*AVAILABLE DATA:*
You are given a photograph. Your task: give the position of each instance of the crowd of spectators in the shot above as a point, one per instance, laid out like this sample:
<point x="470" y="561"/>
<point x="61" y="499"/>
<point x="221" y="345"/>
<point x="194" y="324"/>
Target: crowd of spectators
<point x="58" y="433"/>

*WORK TO COMPLETE:*
Rewrite the listing with "spectators" swapped for "onlookers" wherever it occurs. Keep everything else identical.

*WRITTEN SOLUTION:*
You are given a photograph. Your task: give the position of each instance of the crowd of onlookers in the shot above as a point, one per instance, laid out like this sample:
<point x="470" y="561"/>
<point x="61" y="499"/>
<point x="221" y="345"/>
<point x="194" y="324"/>
Target: crowd of onlookers
<point x="58" y="433"/>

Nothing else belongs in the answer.